TASK OBJECTIVE
Reproduce all of the records below word for word. Leave the pictures out of your copy.
**** SOURCE RECORDS ****
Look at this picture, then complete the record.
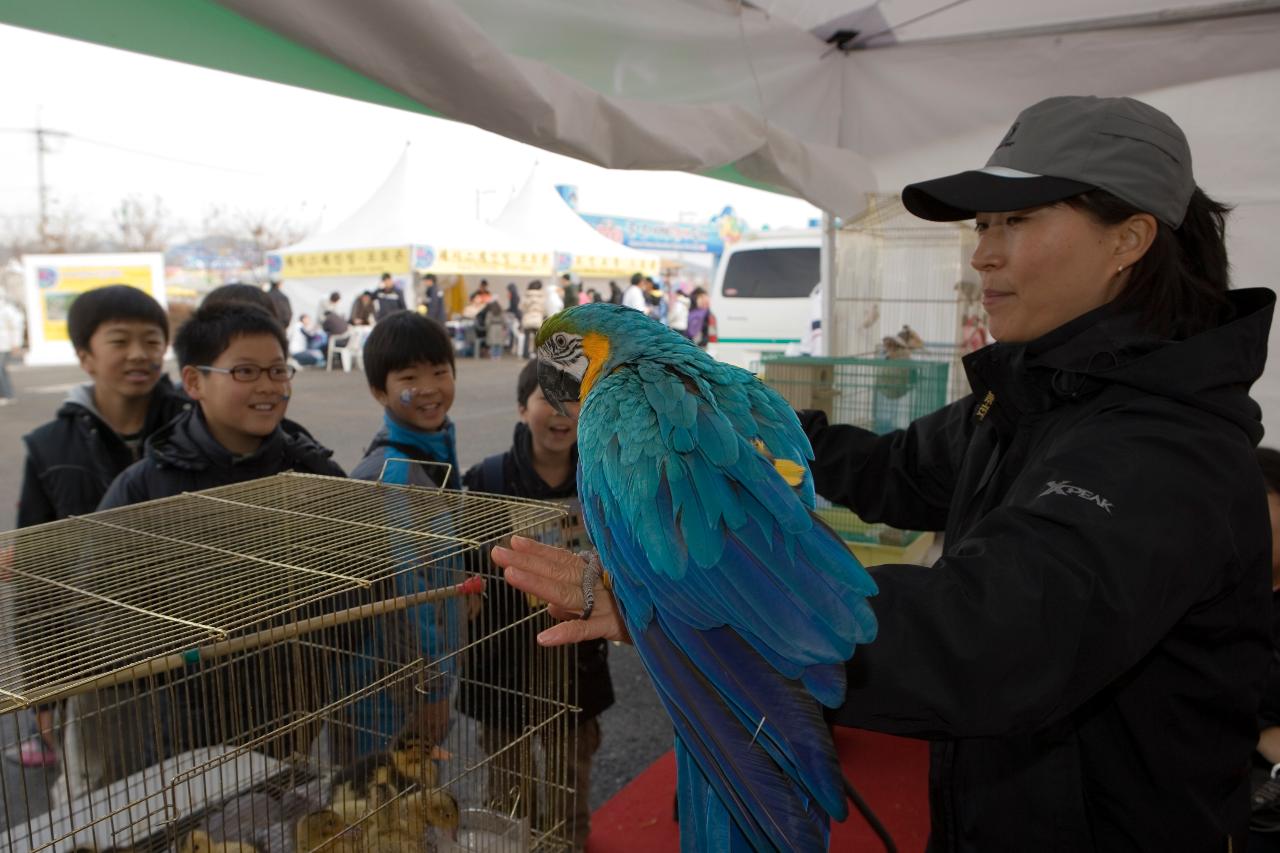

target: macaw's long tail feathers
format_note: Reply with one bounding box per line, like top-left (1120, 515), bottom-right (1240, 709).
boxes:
top-left (845, 777), bottom-right (897, 853)
top-left (676, 738), bottom-right (758, 853)
top-left (662, 620), bottom-right (849, 820)
top-left (632, 617), bottom-right (845, 850)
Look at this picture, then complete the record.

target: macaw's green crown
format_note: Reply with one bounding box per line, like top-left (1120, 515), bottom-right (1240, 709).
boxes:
top-left (536, 302), bottom-right (684, 353)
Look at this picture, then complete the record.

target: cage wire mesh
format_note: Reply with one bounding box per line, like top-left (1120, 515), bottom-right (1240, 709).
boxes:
top-left (826, 193), bottom-right (987, 402)
top-left (759, 193), bottom-right (987, 548)
top-left (0, 474), bottom-right (584, 853)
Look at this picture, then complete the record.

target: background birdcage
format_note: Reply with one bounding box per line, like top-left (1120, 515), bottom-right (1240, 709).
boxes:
top-left (0, 474), bottom-right (586, 853)
top-left (826, 193), bottom-right (987, 402)
top-left (760, 347), bottom-right (952, 564)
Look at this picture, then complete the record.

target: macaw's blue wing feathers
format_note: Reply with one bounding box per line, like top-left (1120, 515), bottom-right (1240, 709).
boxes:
top-left (567, 306), bottom-right (876, 850)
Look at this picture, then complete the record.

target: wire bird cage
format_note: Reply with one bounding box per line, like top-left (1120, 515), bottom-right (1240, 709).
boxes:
top-left (0, 474), bottom-right (580, 853)
top-left (760, 347), bottom-right (951, 561)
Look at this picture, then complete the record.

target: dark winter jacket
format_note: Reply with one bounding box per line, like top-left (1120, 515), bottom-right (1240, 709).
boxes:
top-left (18, 377), bottom-right (192, 528)
top-left (804, 289), bottom-right (1275, 853)
top-left (266, 287), bottom-right (293, 329)
top-left (374, 287), bottom-right (407, 320)
top-left (97, 407), bottom-right (343, 510)
top-left (458, 424), bottom-right (613, 729)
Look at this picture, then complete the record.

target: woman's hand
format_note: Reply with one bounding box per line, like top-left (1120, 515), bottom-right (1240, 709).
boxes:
top-left (493, 537), bottom-right (631, 646)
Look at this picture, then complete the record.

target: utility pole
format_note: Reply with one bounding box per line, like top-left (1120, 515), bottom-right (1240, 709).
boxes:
top-left (0, 111), bottom-right (70, 246)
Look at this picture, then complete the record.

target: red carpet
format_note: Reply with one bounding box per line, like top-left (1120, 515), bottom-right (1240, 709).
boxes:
top-left (586, 727), bottom-right (929, 853)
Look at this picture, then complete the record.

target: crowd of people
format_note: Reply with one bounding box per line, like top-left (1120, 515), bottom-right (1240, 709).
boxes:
top-left (5, 97), bottom-right (1280, 852)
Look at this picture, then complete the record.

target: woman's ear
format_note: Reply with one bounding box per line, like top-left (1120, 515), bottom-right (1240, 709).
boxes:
top-left (1116, 213), bottom-right (1158, 269)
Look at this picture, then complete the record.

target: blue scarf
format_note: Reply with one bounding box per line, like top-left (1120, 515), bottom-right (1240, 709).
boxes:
****
PROBLEM SOLUTION
Look at this picture, then complete the record.

target: macaw's long tail feathers
format_note: Reply with one bounding box per line, like top-left (1120, 515), bottom-right (1240, 709).
boxes:
top-left (845, 777), bottom-right (897, 853)
top-left (676, 738), bottom-right (758, 853)
top-left (662, 620), bottom-right (849, 820)
top-left (632, 617), bottom-right (845, 850)
Look at this picture, then complete the record.

target: macaw's green crown
format_note: Reply with one bounding box per line, like top-left (1120, 515), bottom-right (1240, 709).
boxes:
top-left (536, 302), bottom-right (684, 353)
Look at this picture, then complete the record.

target: cage wire mesh
format_note: Reply with one bounding box per line, like top-left (1120, 515), bottom-right (1240, 709).
boxes:
top-left (826, 193), bottom-right (987, 402)
top-left (759, 193), bottom-right (987, 548)
top-left (0, 474), bottom-right (584, 853)
Look at this picture, then complete the record.

target: background birdcage
format_note: Reply with one bounding box per line, like top-left (1120, 515), bottom-right (1240, 709).
boxes:
top-left (0, 474), bottom-right (586, 853)
top-left (826, 193), bottom-right (987, 402)
top-left (760, 347), bottom-right (952, 564)
Look at this picture, then complete the record.

target: macaw's blue wing feathers
format_note: Reply with one bounding box per line, like top-left (1120, 515), bottom-right (1240, 709).
boxes:
top-left (567, 306), bottom-right (876, 850)
Look at this picture, then complete the record.

target: wire bird cage
format_note: Reply with one bounding box per line, like top-left (1120, 515), bottom-right (1240, 709).
boxes:
top-left (0, 474), bottom-right (580, 853)
top-left (760, 347), bottom-right (951, 561)
Look at this picture, then complete the record.

target: dark winter jacket
format_note: Reply with one bounding box per line, like top-left (1120, 515), bottom-right (1240, 709).
boxes:
top-left (18, 377), bottom-right (192, 528)
top-left (804, 289), bottom-right (1275, 853)
top-left (266, 287), bottom-right (293, 329)
top-left (374, 287), bottom-right (407, 320)
top-left (97, 407), bottom-right (343, 510)
top-left (458, 424), bottom-right (613, 729)
Look at this picture, then complete the record.

target: woman's hand
format_note: Reply with one bounding box per line, like top-left (1120, 515), bottom-right (1240, 709).
boxes:
top-left (493, 537), bottom-right (631, 646)
Look at this picture, then complete the record.

target: utility pole
format_note: Reply with one bounding box per line, like top-left (1120, 515), bottom-right (1240, 709).
boxes:
top-left (0, 111), bottom-right (70, 246)
Look at this picture, then complete the record.

target: red carpet
format_note: Reply with one bounding box per line, like top-left (1120, 515), bottom-right (1240, 709).
boxes:
top-left (586, 727), bottom-right (929, 853)
Look at this picture, then complete the record.

target: crowd of people
format_note: Reply with one bounding box per line, like top-left (1120, 515), bottom-right (1240, 709).
boxes:
top-left (5, 97), bottom-right (1280, 852)
Look at this picture, then complete the record.

target: woman's ear
format_note: Reply with one bounding box per line, like top-left (1120, 515), bottom-right (1240, 709).
boxes:
top-left (1116, 213), bottom-right (1158, 269)
Look at this picture, then complete the record.

target: blue scarf
format_note: Reply with one bounding box per line, like top-left (1120, 515), bottom-right (1240, 709).
boxes:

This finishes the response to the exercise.